* [PROVIDED RECORDS]:
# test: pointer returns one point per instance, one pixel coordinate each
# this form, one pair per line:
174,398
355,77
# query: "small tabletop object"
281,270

* [ASSIGNMENT]: Your answer must consist of every line above, reproduced exactly.

* [SOLUTION TO THE EXERCISE]:
# test: pointer returns one point per instance, one pixel coordinate each
# this form, one pair per line:
174,398
355,77
# query: "small tabletop object"
281,270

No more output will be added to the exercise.